PROBLEM: Could you reproduce, from the records below, everything from the line with "find the asphalt pavement" down to the line with "find the rear side window", keeping both of those lines and changing nothing?

DATA EXTRACT:
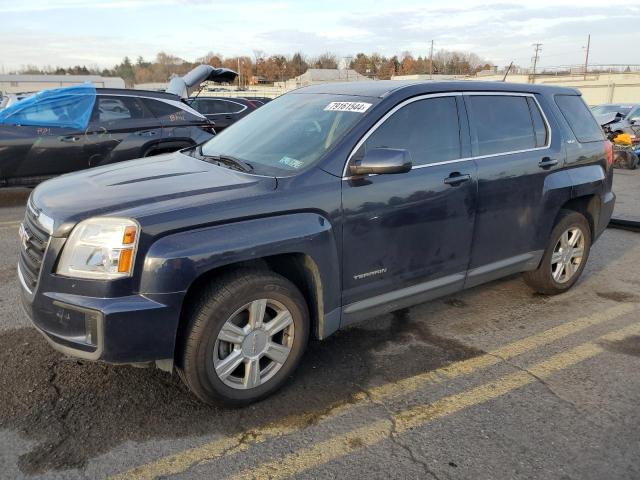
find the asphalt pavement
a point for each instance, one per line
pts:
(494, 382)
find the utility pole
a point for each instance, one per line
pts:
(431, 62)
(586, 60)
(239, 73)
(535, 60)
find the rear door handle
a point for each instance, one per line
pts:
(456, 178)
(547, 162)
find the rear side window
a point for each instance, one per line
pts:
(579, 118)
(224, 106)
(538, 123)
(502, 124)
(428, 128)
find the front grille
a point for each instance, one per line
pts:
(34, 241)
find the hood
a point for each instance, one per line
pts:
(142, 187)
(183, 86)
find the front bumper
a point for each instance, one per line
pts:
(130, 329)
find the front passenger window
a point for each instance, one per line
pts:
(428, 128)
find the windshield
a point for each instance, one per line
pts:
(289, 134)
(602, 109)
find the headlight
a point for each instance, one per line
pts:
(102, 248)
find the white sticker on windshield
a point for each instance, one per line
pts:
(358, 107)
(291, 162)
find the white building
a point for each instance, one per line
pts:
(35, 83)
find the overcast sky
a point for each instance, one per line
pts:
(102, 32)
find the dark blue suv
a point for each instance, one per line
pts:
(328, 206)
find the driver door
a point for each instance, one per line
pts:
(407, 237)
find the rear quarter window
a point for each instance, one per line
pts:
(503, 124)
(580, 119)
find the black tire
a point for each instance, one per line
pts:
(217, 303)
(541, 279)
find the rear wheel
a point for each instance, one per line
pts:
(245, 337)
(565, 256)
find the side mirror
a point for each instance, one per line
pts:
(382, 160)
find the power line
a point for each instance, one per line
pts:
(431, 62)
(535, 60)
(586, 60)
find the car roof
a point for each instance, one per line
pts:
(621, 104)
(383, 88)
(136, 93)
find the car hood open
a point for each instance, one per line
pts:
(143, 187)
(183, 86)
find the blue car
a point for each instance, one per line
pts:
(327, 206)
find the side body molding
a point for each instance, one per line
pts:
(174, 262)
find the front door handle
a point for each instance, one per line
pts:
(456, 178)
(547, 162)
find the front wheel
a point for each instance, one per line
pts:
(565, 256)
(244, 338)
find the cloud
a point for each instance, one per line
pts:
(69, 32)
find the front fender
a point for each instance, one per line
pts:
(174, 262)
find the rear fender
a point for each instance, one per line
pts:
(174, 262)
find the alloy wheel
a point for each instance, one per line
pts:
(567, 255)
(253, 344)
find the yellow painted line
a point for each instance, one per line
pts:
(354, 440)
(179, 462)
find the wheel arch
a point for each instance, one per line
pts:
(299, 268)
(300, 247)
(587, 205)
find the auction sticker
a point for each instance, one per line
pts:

...

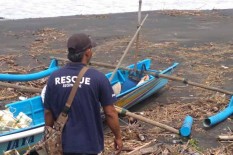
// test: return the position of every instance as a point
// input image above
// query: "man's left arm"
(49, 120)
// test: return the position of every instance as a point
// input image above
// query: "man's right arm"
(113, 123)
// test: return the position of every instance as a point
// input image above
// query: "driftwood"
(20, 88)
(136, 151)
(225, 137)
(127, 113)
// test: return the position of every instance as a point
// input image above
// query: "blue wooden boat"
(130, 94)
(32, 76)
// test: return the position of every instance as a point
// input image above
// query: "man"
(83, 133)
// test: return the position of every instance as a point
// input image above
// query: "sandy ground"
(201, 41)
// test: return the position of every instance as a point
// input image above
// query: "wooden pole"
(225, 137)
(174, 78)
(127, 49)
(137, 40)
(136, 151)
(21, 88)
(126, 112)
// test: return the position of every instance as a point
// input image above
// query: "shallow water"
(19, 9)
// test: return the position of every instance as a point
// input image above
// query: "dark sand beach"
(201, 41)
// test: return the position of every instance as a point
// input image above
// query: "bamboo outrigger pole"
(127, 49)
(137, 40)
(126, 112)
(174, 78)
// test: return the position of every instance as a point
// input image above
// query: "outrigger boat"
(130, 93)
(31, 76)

==

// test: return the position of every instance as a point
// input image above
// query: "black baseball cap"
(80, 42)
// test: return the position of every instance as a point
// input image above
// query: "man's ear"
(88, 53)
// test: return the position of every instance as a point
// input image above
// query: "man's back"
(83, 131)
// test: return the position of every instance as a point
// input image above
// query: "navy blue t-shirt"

WRITTEN RESPONSE:
find the asphalt pavement
a point for each instance, one per line
pts:
(494, 382)
find the utility pole
a point for each instance, one per line
pts:
(431, 62)
(586, 60)
(239, 73)
(535, 60)
find the rear door handle
a point for each instance, one per line
pts:
(456, 178)
(547, 162)
find the rear side window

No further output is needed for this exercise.